- **GIVEN TASK 1**:
Further down, write out the listing word for word from its start through the line containing "holes by even-odd", including both ends. Leave the pictures out of your copy.

- **SELECTED PASSAGE**:
▶

Cinema without borders: A lot can happen over a supper

Express News Service

It’s rewarding to travel back through the filmographies of directors to grasp the roots of their oeuvre. Japanese filmmaker Ryusuke Hamaguchi, with his Asako I & II (2018), Wheel of Fortune and Fantasy (2021) and Drive My Car (2021), has piqued the interest of cinephiles beyond his home ground and gained a committed following across the world to have his graduation feature film Passion (2008) get an official release in the USA for the first time this weekend. Openings in more markets are expected to follow.

Passion is where one can discern the earliest documentation of the kind of individuals, relationships and human conditions that Hamaguchi has steadily and intently engaged with at large. It also helps a viewer understand the coinciding worlds that he has been constructing, film after film. As a student thesis project at the Tokyo University of the Arts, the film was played at the San Sebastian Film Festival and Tokyo FILMeX.

In Passion, Hamaguchi makes us dive headlong into the lives of a set of friends in their late 20s and early 30s (an age group he has been particularly interested in). They still carry remnants of adolescence in themselves and are in the process of maturing and growing. They have gathered for dinner to celebrate the birthday of Kaho (Aoba Kawai). It’s also a special occasion for Tomoya (Ryuta Okamoto), who is in a relationship with Kaho, and they are about to announce their engagement, even as another couple in the friends is expecting their first child. But things are not as settled and resolved as they might seem on the surface. What follows the dinner is a disruptive ride through chaotic emotions and muddled desires.

◀

- **GIVEN TASK 2**:
Extend the piece on Ryusuke Hamaguchi's film Passion, picking up right after its final sentence.

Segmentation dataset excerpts
▶

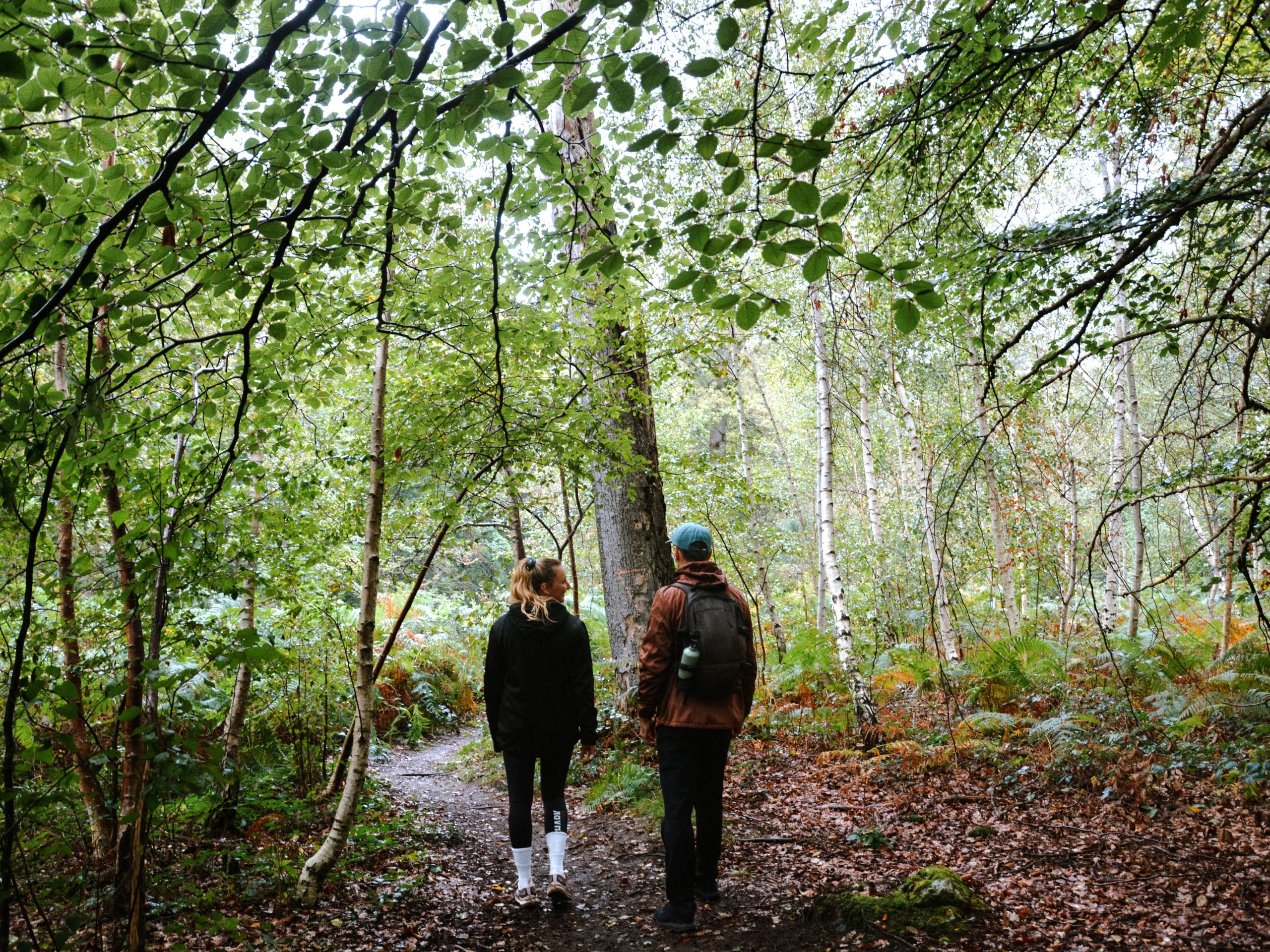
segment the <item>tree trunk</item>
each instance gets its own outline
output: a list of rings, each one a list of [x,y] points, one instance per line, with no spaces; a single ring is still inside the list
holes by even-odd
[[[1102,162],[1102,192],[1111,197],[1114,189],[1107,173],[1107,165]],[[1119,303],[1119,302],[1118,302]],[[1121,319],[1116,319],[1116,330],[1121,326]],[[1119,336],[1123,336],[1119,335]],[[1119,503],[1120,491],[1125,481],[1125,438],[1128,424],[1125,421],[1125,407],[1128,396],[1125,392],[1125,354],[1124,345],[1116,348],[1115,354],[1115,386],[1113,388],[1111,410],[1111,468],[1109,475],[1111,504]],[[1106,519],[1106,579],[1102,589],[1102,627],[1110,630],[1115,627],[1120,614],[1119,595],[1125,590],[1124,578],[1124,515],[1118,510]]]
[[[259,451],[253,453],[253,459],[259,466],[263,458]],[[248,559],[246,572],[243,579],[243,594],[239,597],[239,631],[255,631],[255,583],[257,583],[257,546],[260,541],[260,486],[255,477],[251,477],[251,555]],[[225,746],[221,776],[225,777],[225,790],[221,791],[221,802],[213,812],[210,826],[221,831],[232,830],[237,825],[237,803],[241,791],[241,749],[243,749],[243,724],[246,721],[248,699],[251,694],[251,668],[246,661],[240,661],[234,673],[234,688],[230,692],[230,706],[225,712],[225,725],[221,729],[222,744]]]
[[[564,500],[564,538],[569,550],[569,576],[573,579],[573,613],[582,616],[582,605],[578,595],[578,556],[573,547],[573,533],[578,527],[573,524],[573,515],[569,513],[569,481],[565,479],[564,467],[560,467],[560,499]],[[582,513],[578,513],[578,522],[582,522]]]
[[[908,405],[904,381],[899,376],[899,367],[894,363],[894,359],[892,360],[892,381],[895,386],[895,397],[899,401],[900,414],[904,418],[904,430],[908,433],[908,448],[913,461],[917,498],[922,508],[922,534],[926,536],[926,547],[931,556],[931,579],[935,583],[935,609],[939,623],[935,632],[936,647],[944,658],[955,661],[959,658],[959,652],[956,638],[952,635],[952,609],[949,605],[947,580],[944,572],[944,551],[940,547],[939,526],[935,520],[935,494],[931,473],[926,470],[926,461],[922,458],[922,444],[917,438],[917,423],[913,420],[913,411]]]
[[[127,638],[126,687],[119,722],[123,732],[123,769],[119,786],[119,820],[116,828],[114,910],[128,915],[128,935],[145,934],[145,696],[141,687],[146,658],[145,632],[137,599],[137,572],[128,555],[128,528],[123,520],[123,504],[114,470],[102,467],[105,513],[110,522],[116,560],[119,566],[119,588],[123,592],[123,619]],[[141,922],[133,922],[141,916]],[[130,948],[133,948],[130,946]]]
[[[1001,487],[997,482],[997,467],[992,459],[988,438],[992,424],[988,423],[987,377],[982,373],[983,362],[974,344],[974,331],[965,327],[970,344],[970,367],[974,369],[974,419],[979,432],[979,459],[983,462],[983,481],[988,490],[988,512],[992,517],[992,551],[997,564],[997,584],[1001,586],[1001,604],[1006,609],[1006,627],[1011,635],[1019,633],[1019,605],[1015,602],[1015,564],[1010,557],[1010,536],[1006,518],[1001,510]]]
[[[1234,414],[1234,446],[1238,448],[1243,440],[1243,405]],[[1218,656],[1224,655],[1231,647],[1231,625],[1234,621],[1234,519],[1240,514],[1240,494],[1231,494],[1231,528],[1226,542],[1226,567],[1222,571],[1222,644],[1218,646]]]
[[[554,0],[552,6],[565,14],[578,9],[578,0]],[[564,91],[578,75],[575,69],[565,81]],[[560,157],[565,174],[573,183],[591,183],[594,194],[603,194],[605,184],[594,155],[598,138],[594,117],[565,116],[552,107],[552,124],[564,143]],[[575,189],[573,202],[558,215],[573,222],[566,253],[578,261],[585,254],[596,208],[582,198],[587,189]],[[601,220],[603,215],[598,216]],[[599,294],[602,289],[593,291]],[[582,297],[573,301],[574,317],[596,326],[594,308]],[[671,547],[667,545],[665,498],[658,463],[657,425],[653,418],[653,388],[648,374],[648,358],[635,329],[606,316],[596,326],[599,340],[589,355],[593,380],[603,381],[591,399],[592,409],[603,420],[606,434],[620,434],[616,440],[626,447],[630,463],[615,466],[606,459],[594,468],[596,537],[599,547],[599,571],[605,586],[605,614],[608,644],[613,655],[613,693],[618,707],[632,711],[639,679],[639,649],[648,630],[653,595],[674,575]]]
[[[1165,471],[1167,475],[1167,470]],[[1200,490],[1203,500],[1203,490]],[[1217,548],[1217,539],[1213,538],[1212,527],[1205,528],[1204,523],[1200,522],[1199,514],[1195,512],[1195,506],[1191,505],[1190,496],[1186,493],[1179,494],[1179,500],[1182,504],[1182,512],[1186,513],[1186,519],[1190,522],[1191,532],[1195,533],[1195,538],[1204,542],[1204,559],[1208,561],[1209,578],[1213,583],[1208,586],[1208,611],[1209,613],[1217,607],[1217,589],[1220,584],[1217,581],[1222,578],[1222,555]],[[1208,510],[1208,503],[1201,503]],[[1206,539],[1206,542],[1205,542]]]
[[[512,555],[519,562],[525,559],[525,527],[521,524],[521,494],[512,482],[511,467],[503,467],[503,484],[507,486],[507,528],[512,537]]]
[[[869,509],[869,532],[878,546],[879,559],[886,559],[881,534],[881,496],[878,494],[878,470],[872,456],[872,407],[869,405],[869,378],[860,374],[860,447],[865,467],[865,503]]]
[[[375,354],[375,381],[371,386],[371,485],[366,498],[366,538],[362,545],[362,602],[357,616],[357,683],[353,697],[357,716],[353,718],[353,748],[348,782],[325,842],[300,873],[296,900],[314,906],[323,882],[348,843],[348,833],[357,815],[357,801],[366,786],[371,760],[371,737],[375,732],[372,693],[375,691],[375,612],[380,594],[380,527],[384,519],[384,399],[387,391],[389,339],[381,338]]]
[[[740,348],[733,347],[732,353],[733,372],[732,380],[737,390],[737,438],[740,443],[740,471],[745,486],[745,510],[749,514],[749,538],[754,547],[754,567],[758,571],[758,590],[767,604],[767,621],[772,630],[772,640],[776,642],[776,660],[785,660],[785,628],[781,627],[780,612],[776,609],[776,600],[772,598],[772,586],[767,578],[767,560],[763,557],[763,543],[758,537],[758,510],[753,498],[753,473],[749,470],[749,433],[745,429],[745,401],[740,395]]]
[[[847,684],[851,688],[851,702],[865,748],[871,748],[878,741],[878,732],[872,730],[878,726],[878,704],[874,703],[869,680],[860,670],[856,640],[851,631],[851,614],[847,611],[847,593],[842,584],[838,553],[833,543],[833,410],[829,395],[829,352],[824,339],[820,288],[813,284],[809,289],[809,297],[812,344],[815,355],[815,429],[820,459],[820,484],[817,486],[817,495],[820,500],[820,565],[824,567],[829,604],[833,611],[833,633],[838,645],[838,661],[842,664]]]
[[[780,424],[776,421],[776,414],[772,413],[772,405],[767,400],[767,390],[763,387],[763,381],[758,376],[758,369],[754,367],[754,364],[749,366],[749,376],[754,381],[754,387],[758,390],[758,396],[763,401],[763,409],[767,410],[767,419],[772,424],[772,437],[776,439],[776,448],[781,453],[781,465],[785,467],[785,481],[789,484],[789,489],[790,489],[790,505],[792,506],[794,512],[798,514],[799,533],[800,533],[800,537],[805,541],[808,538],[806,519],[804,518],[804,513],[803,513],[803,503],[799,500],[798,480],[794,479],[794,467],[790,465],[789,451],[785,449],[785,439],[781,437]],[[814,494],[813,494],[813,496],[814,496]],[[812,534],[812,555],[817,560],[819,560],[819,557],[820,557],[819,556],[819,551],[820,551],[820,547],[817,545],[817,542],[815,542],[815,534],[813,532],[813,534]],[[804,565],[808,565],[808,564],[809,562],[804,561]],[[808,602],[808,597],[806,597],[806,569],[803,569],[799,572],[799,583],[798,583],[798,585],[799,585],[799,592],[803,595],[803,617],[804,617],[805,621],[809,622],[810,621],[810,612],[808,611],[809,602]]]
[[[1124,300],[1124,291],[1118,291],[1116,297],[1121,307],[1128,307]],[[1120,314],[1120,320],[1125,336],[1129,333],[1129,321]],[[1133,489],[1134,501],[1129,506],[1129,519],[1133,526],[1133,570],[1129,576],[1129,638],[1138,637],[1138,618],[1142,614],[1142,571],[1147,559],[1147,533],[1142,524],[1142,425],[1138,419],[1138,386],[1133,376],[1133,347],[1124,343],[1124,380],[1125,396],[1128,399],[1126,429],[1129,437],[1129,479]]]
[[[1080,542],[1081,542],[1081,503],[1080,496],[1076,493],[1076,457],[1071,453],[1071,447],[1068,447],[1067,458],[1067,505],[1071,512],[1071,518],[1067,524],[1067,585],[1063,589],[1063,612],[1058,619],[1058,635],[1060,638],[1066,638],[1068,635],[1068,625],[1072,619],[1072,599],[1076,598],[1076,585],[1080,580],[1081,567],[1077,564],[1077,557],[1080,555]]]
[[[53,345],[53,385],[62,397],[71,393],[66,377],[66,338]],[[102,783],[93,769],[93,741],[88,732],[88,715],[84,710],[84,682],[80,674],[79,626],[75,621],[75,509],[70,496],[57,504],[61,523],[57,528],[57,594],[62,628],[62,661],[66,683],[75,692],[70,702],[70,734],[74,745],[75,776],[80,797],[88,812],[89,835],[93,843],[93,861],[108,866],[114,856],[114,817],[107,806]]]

◀

- **WRITTEN RESPONSE 1**:
segment the <item>tree trunk</item>
each instance gets its own outline
output: a list of rings, each one a list of [x,y] points, one instance per line, with no spaces; a single ring is still inside the list
holes by even-odd

- **WRITTEN RESPONSE 2**:
Hamaguchi builds the narrative on never-ending conversations and confessions—in the restaurant and later in the apartments and homes—through which the characters reveal their whimsicalities, fickleness and frailties, vulnerabilities and insecurities, confusions about the ties that bind, the underlying deceptions, infidelities and the resultant guilt, the essential loneliness amid company, the angst and alienation and an inexplicable urge and search for the unfathomable.

Their inner quest is framed in telling close-ups of long set-pieces, indoors that get juxtaposed against the brief glimpses of monotonous outdoor landscapes, indistinguishable buildings and indistinct streets.There’s forbidden desire, unrequited passion for someone you are not with and a tendency to take the one with you for granted. Illicit affairs, dangerous liaisons and intersecting triangles come tumbling out of the closets in the matter of an evening, night, and morning after. There are indirect expressions of impulsive yearnings and thwarted longings—“I’d have studied more if I had a teacher as pretty as you”, “Marry me when you leave him”, “I wish I could have chosen you”. These might feel like casual banter but are candid confessions, that get more revealing as the discussions get focused on free will and choice, being reckless, like a free bird.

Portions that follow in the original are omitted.